§ **CONSEGNA 1**: Per favore, riporta fedelmente il passo dell'analisi del film Il Petroliere che inizia con "Il Petroliere, titolo" e termina con "chiunque lo circondi.".
§ **CONSEGNA 2**: Prosegui l'analisi del film Il Petroliere a partire dalla sua ultima frase.

§ **ESTRATTO FORNITO**:
──────────

Analisi de “Il Petroliere” di Paul Thomas Anderson
PAUL THOMAS ANDERSON
Il Petroliere
(There Will Be Blood, Usa 2007, 147 min., col., drammatico)
Incipit
Una vallata della California. Musica ronzante, un continuum implacabile. Picconate. Una miniera d’argento. Poi un martello percussore cade per caso, facendo affiorare fango nero sulla superficie. La miniera diventa un pozzo. Crolla un argano e muore un operaio. Dieci minuti di cinema assoluto, assenza di dialoghi, fredda rappresentazione. L’incipit de Il Petroliere (http://www.youtube.com/watch?v=Lw91jnWxbKw&feature=related) eguaglia per grandiosità e potenza quello di 2001 Odissea Nello Spazio, il quale persino non “iniziava” che dopo due o tre minuti di spasmodica attesa. Qui troviamo, al posto del monolite kubrikiano, una materia scura e viscosa, che provoca un analogo”salto” nella narrazione.
Di dreeeeenaggio si tratta!
Il Petroliere, titolo italiano che indica un personaggio specifico (il cercatore di petrolio Plainview), sarebbe azzeccato se stessimo per guardare la tipica vicenda americana dell’uomo che si fa da sè . Ma There Will Be Blood, questo il titolo originale e davvero indicativo, è ben altro. Di drenaggio si tratta, come recita Plainview nel finale (Io..Bevo..Il tuo…Frullato! http://www.youtube.com/watch?v=j0Ie6Z5xP0o): prosciugamento della materia e dello spirito, annunciato come una profezia di sangue per chi lo ostacolerà. E’ la storia di un uomo che abdica alla propria umanità per realizzarsi nella sociopatia totale; che piega a suo piacimento la natura. L’uomo nuovo che, sbranando la terra, (Il sangue dell’agnello, lo bevo io ecco il “sangue” del titolo), riesce a crearsi una vita senza gli altri, di totale autosufficienza, attraverso il sacrificio di chiunque lo circondi.

──────────

§ **ELENCO DATI**:
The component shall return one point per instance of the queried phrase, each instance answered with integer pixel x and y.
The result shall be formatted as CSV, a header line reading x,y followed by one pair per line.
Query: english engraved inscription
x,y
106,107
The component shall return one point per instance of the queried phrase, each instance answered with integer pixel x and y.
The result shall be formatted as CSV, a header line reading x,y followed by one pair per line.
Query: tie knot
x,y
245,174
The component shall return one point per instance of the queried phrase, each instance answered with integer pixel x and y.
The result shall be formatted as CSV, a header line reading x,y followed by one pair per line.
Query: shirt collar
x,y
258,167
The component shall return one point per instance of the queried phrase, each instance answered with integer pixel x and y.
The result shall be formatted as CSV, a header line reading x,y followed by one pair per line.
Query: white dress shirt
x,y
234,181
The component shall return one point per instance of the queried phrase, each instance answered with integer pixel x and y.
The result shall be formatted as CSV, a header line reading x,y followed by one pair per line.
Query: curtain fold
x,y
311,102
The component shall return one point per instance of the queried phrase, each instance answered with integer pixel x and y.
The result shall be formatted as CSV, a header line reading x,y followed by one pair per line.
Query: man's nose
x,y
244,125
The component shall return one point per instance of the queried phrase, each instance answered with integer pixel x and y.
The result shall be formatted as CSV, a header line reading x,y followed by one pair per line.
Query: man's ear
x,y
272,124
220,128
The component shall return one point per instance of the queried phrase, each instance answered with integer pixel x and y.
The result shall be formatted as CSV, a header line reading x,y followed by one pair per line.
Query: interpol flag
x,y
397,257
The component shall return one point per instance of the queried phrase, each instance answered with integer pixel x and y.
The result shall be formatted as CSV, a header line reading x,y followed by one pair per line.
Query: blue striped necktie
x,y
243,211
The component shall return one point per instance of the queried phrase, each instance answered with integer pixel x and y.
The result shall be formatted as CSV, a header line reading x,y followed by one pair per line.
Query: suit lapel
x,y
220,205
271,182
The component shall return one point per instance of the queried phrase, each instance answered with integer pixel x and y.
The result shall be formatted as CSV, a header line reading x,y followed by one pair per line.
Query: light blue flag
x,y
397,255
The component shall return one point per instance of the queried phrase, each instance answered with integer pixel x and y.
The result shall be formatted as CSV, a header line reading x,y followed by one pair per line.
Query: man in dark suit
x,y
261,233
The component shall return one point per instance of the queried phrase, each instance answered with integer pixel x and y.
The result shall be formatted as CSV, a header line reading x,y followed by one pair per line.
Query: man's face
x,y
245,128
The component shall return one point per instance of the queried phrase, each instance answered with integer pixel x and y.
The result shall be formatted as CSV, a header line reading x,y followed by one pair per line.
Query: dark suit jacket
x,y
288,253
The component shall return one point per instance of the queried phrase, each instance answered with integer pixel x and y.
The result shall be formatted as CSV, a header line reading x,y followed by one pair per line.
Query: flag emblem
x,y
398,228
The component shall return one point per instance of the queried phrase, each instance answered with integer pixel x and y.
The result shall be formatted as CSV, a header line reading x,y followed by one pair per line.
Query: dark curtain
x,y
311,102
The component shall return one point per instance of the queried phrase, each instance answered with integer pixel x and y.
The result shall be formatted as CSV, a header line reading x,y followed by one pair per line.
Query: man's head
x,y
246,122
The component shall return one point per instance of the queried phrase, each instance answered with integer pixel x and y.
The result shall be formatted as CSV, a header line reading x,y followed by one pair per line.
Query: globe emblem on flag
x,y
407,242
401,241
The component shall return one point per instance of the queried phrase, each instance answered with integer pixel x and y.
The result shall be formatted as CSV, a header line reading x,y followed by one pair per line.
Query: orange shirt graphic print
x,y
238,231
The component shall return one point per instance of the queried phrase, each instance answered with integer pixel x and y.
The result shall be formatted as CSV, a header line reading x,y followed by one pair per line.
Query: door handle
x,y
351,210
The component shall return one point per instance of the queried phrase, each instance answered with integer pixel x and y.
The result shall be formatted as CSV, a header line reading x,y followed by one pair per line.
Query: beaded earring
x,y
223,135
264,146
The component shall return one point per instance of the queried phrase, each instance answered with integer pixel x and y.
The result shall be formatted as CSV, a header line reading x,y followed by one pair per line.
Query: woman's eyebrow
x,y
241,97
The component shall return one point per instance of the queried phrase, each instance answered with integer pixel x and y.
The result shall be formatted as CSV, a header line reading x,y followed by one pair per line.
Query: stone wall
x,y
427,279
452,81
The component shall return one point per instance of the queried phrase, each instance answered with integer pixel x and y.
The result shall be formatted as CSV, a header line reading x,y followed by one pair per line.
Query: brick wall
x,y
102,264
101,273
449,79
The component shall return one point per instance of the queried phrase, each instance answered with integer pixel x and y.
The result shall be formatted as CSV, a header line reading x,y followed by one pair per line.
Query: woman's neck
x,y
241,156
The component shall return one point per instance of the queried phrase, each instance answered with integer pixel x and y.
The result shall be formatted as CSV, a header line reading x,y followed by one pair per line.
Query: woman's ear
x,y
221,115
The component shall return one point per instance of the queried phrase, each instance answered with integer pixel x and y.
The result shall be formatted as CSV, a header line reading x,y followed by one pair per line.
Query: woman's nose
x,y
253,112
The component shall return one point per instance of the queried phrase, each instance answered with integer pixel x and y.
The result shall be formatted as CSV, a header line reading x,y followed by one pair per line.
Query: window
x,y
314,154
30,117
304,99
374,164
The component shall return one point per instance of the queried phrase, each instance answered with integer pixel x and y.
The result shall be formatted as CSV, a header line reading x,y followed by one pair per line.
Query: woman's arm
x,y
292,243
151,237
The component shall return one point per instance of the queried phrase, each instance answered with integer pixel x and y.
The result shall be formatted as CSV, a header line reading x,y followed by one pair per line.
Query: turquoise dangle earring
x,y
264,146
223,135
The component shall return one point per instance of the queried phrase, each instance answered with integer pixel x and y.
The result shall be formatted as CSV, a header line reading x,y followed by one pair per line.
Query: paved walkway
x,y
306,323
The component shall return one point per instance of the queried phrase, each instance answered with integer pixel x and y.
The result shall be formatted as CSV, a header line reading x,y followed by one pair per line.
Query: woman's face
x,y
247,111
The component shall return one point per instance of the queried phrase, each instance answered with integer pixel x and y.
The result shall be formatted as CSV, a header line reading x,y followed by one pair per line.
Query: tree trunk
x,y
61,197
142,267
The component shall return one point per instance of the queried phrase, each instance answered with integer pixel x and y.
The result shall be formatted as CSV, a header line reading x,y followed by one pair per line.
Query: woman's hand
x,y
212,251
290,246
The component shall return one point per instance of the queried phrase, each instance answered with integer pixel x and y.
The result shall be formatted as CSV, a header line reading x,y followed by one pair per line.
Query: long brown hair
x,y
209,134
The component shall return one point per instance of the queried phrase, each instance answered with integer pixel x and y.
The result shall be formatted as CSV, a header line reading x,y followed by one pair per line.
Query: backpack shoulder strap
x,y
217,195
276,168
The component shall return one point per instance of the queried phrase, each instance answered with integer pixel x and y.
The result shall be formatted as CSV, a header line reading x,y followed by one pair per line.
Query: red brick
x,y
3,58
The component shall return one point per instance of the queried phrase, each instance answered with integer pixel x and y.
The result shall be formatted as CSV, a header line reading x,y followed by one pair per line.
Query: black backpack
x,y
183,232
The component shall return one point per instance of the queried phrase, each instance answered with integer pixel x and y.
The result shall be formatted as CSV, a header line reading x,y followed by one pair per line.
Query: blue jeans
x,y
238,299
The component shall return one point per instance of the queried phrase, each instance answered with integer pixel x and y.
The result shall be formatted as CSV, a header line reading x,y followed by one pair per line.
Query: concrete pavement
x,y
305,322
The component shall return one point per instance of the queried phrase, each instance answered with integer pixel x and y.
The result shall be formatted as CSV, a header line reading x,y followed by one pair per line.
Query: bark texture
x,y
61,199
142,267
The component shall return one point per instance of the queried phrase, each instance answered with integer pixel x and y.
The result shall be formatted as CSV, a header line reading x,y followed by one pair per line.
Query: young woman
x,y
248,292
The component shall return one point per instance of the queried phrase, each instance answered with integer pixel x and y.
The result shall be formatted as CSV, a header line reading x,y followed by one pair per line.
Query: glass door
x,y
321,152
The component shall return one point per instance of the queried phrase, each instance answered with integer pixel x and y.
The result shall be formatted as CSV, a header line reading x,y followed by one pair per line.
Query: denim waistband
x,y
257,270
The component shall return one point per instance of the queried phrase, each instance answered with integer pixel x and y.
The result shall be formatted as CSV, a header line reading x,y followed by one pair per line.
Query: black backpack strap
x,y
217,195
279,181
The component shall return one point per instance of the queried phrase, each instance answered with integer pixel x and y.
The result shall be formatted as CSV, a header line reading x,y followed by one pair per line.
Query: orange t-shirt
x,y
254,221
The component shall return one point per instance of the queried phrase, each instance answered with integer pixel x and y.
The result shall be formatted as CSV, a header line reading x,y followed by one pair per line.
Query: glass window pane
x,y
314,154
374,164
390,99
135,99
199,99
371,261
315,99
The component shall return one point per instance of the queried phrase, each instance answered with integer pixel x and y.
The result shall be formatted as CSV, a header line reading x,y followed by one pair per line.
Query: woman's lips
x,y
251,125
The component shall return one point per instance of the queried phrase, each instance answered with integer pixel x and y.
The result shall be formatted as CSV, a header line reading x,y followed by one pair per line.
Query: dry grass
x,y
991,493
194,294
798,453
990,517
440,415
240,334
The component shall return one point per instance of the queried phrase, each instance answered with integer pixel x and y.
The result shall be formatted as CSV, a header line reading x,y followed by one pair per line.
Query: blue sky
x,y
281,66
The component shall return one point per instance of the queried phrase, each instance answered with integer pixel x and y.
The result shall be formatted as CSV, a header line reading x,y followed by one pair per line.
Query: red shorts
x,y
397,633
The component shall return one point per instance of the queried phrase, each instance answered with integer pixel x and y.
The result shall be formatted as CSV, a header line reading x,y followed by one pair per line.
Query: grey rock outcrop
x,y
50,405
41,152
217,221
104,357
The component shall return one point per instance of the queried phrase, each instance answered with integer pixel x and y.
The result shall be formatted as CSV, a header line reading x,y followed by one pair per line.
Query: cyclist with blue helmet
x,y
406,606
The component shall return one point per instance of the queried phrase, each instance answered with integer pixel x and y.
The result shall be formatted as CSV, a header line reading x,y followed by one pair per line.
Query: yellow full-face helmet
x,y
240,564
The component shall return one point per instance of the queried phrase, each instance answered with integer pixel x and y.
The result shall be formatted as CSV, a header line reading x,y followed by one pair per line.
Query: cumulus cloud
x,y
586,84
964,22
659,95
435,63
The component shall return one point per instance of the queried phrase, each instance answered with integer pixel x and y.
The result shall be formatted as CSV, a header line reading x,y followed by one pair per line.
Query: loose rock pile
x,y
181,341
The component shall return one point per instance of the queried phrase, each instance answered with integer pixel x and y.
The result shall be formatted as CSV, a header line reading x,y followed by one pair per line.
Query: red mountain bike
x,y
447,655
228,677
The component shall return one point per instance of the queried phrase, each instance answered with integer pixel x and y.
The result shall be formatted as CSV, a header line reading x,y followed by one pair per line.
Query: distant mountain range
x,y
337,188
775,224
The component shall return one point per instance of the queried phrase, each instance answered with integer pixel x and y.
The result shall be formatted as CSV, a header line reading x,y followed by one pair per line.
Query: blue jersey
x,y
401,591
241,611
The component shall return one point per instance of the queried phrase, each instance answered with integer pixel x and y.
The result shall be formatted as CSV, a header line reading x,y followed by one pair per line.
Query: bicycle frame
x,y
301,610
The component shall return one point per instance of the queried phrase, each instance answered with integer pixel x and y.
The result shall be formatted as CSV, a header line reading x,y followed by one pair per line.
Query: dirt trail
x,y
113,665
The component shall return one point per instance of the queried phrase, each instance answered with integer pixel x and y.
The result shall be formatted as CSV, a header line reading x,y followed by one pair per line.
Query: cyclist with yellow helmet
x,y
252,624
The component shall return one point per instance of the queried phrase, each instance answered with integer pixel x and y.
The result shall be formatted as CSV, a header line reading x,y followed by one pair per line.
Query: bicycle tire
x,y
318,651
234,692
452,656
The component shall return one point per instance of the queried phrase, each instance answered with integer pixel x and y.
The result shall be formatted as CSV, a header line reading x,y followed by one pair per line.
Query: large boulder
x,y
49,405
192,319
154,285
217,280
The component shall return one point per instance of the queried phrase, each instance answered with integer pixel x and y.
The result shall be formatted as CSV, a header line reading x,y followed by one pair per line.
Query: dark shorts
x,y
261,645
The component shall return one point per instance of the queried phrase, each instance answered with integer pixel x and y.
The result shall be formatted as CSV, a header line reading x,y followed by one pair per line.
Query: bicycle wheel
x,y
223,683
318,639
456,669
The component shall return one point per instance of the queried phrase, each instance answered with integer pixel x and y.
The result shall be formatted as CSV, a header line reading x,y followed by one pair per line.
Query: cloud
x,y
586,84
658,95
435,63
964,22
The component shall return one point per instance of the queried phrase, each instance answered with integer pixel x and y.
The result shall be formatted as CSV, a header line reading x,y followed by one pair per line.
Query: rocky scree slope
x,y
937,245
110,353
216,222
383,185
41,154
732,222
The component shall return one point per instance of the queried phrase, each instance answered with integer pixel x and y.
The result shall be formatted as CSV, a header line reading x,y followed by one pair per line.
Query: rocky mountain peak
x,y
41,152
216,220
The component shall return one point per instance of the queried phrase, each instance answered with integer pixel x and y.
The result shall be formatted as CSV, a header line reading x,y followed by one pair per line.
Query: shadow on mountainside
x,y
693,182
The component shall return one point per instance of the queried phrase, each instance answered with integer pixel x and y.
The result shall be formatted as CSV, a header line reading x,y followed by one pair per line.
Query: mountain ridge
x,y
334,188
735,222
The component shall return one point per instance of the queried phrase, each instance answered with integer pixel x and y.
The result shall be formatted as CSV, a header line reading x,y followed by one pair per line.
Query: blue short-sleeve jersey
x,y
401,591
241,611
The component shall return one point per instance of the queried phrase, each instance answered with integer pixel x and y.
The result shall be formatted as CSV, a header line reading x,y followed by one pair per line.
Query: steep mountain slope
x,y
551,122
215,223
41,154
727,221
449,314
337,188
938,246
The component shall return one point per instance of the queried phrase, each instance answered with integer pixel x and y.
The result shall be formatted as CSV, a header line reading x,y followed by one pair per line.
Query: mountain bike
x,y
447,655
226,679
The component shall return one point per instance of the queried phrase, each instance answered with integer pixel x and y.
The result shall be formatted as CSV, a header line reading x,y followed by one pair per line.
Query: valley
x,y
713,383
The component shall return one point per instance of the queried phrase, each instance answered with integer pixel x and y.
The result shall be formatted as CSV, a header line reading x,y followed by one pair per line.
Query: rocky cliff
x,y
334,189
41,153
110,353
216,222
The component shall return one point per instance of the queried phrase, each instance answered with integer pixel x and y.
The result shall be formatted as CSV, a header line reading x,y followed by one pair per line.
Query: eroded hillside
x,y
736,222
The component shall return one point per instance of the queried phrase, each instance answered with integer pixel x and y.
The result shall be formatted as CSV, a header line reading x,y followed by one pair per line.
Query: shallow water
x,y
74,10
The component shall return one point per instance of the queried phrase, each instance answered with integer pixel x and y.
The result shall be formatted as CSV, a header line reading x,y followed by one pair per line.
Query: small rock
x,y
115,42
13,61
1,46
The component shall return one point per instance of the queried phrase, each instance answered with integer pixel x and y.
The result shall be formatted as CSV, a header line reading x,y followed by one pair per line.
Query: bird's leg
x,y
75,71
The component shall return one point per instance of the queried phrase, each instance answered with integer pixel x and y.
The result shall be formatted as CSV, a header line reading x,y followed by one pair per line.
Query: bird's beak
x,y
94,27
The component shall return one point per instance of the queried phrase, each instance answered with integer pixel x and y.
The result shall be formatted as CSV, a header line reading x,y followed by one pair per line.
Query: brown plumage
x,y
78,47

──────────

§ **RISPOSTA SCRITTA 1**:
Il Petroliere, titolo italiano che indica un personaggio specifico (il cercatore di petrolio Plainview), sarebbe azzeccato se stessimo per guardare la tipica vicenda americana dell’uomo che si fa da sè . Ma There Will Be Blood, questo il titolo originale e davvero indicativo, è ben altro. Di drenaggio si tratta, come recita Plainview nel finale (Io..Bevo..Il tuo…Frullato! http://www.youtube.com/watch?v=j0Ie6Z5xP0o): prosciugamento della materia e dello spirito, annunciato come una profezia di sangue per chi lo ostacolerà. E’ la storia di un uomo che abdica alla propria umanità per realizzarsi nella sociopatia totale; che piega a suo piacimento la natura. L’uomo nuovo che, sbranando la terra, (Il sangue dell’agnello, lo bevo io ecco il “sangue” del titolo), riesce a crearsi una vita senza gli altri, di totale autosufficienza, attraverso il sacrificio di chiunque lo circondi.

§ **RISPOSTA SCRITTA 2**:
Io sento la competizione in me… io non voglio che gli altri riescano
Sete di dominio, soppressione di qualsiasi forma di moralità a favore della logica industriale; metafora a tinte forti della società americana, divisa tra arrivismo spietato e ipocrisia come fondamenta esistenziale (sono un uomo di famiglia..). L’aspetto individuale (l’impero di Plainview) e quello collettivo (la chiesa “Terza Rivelazione” di Eli) si scontrano per tutta la durata del film scandendone il ritmo. Quando Plainview si imbatte in Eli e nelle sue prediche invasate, è travolto da un desiderio di pura sopraffazione: dichiarata la sua apostasia (e quindi la sua falsità, cosa che non lo rende migliore di Plainview), Eli soccombe nella massima umiliazione imposta del tiranno, che impone il suo potere e la sua superiorità fisica.
Voglio guadagnare così tanto da stare lontano da tutti
Misantropico, antisociale, la figura di Plainview è una delle più terribili della storia del cinema. In quella che forse è l’interpretazione più sensazionale del decennio, Daniel Day Lewis dà volto a un eroe titanico del male: un personaggio alla ricerca di un’indipendenza assoluta, che vuole vivere in una civiltà senza società. Il desiderio di dominare e distruggere tutto è una affermazione abnorme di volontà e individualità; per raggiungere l’obiettivo è disposto a eliminare chiunque si imbatta sul suo cammino. Plainview vede il peggio delle persone al primo incontro e ne è disgustato: Il “fratello” ritrovato, parassita dietro il suo volto gentile, ucciso per il pericolo che costituisce alla sua solitudine.
Oil!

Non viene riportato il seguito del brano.